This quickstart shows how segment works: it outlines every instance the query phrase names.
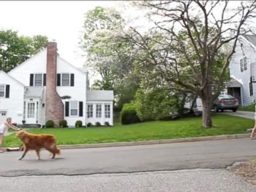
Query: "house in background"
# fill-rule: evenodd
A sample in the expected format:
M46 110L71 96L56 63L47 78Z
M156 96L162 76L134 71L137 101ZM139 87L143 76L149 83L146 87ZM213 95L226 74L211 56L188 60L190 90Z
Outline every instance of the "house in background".
M11 117L17 124L113 125L113 91L89 90L89 81L88 73L60 57L50 42L9 73L0 71L0 123Z
M227 93L239 100L241 106L253 103L256 96L256 35L241 35L229 63L231 80Z

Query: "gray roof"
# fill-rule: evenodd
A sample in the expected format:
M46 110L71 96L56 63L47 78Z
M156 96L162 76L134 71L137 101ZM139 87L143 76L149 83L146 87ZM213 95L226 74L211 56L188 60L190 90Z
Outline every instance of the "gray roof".
M87 101L113 101L114 100L113 91L87 91Z
M256 35L242 35L249 42L251 42L254 46L256 46Z
M227 82L227 87L241 87L242 85L237 80L231 78L229 82Z
M43 87L27 87L25 98L42 98Z

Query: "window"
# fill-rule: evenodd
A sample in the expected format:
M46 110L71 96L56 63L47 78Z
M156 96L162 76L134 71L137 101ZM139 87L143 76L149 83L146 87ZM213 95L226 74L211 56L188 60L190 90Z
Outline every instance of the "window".
M5 97L5 85L0 85L0 97Z
M246 57L240 59L240 71L247 70L247 60Z
M96 117L97 118L101 117L101 104L96 105Z
M61 85L69 86L69 73L62 73L61 75Z
M78 102L70 101L70 116L78 115Z
M43 74L35 74L35 86L43 86Z
M93 117L93 104L87 105L87 118Z
M110 118L110 105L105 105L105 118Z
M250 82L249 83L249 89L250 92L250 97L253 95L253 83Z

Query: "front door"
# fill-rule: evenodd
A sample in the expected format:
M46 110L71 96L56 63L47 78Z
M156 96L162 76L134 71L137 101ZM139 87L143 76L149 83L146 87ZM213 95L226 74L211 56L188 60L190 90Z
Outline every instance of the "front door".
M7 118L7 111L0 110L0 124L5 122Z
M25 120L26 124L35 124L37 123L37 102L35 101L27 101L26 102L26 113Z

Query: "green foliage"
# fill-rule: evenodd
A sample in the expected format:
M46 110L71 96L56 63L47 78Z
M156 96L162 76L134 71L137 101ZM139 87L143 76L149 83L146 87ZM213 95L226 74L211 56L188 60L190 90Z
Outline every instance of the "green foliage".
M75 127L81 127L83 125L83 122L82 121L77 120L77 121L75 121Z
M92 89L114 90L116 109L133 99L139 79L133 73L133 43L125 39L125 20L112 8L97 7L85 14L80 44L87 68L101 75Z
M47 37L19 36L17 31L0 30L0 70L8 72L46 47Z
M110 126L110 124L109 124L109 121L105 122L104 125L105 125L105 126L107 126L107 127L109 127Z
M66 127L67 125L67 121L65 120L65 119L60 120L60 121L59 121L59 127Z
M137 115L136 107L134 103L126 103L123 105L120 114L121 123L123 125L139 123L139 119Z
M96 122L96 123L95 123L95 126L96 126L96 127L101 127L101 123L99 123L99 122Z
M253 119L239 117L232 118L222 113L215 114L215 126L211 129L202 127L200 117L185 118L171 121L150 121L133 125L115 125L106 129L89 127L73 129L35 129L28 131L33 133L53 134L57 137L57 145L88 144L158 140L193 137L213 136L246 133L246 129L253 123ZM18 147L20 141L15 134L7 136L3 147Z
M186 95L169 89L139 89L135 105L141 121L159 120L172 114L183 114Z
M54 122L53 120L48 120L45 123L45 127L51 128L54 127Z
M92 127L93 126L93 124L90 122L89 122L87 125L87 127Z

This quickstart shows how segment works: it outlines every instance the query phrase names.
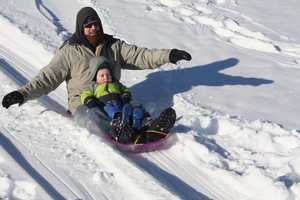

Problem to work on:
Lay out every line of the records above as a numbered list, skipping blank lines and leaving out the pictures.

Solution to this exercise:
1. This quickstart shows how segment works: it outlines every instance the query phrase names.
2. Query: "house in background"
3. # fill-rule: evenodd
4. A sample in the expected format:
5. M46 110L71 96L56 63L47 78Z
6. M156 96L162 76L134 71L137 101ZM139 87L143 76L149 83L146 87ZM213 95L226 74L211 56L188 60L190 90Z
7. Outline every instance of the "house in background".
8. M11 117L17 124L113 125L113 91L89 90L89 81L88 73L60 57L50 42L9 73L0 71L0 123Z
9. M227 93L239 100L241 106L253 103L256 96L256 35L241 35L229 63L231 80Z
10. Query: "gray roof"
11. # fill-rule: evenodd
12. A sample in the expected format:
13. M46 110L71 96L56 63L47 78Z
14. M156 96L162 76L134 71L137 101ZM139 87L143 76L149 83L146 87ZM213 95L226 74L211 56L188 60L190 90Z
15. Outline every instance of the "gray roof".
16. M87 101L113 101L114 100L113 91L87 91Z
17. M256 35L242 35L249 42L251 42L254 46L256 46Z
18. M227 82L227 87L241 87L242 85L237 80L231 78L229 82Z
19. M43 87L27 87L25 98L42 98Z
20. Query: "window"
21. # fill-rule: evenodd
22. A sample in the expected format:
23. M46 110L71 96L56 63L47 78Z
24. M156 96L162 76L134 71L137 101ZM139 87L143 76L149 83L146 87ZM213 95L226 74L211 56L188 60L190 90Z
25. Outline every instance of the "window".
26. M5 97L5 85L0 85L0 97Z
27. M246 57L240 59L240 71L247 70L247 60Z
28. M96 117L97 118L101 117L101 104L96 105Z
29. M61 85L69 86L69 73L62 73L61 75Z
30. M78 102L70 101L70 116L78 115Z
31. M43 74L35 74L35 86L43 86Z
32. M93 117L93 104L87 105L87 118Z
33. M110 118L110 105L105 105L105 118Z
34. M250 82L249 83L249 89L250 92L250 97L253 95L253 83Z
35. Query: "front door"
36. # fill-rule: evenodd
37. A sample in the expected format:
38. M46 110L71 96L56 63L47 78Z
39. M156 96L162 76L134 71L137 101ZM139 87L143 76L149 83L146 87ZM213 95L226 74L211 56L188 60L190 90Z
40. Outline every instance of the "front door".
41. M7 118L7 111L0 110L0 124L5 122Z
42. M25 120L26 124L35 124L37 123L37 102L35 101L27 101L26 102L26 113Z
43. Query: "green foliage"
44. # fill-rule: evenodd
45. A sample in the expected format:
46. M46 110L71 96L56 63L47 78Z
47. M156 96L162 76L134 71L137 101ZM139 87L143 76L149 83L146 87ZM213 95L226 74L211 56L188 60L190 90Z
48. Outline every instance of the "green foliage".
49. M75 127L81 127L83 125L83 122L82 121L77 120L77 121L75 121Z
50. M92 89L114 90L116 109L133 99L139 79L133 73L133 43L125 39L125 20L112 8L97 7L85 14L80 44L87 68L101 75Z
51. M47 37L19 36L17 31L0 30L0 70L8 72L46 47Z
52. M110 126L110 124L109 124L109 121L105 122L104 125L105 125L105 126L107 126L107 127L109 127Z
53. M66 127L67 125L67 121L65 120L65 119L60 120L60 121L59 121L59 127Z
54. M137 115L136 107L134 103L126 103L123 105L120 114L121 123L123 125L139 123L139 119Z
55. M96 122L96 123L95 123L95 126L96 126L96 127L101 127L101 123L99 123L99 122Z
56. M253 119L239 117L232 118L222 113L215 114L215 126L211 129L202 127L200 117L185 118L171 121L150 121L133 125L115 125L106 129L89 127L73 129L35 129L28 131L33 133L53 134L57 137L57 145L88 144L158 140L193 137L213 136L246 133L246 129L253 123ZM18 147L20 141L15 134L7 136L3 147Z
57. M186 95L169 89L139 89L135 105L141 121L159 120L172 114L183 114Z
58. M54 122L53 120L48 120L45 123L45 127L51 128L54 127Z
59. M92 127L93 126L93 124L90 122L89 122L87 125L87 127Z
60. This quickstart shows how segment works: it outlines every instance the query phrase names.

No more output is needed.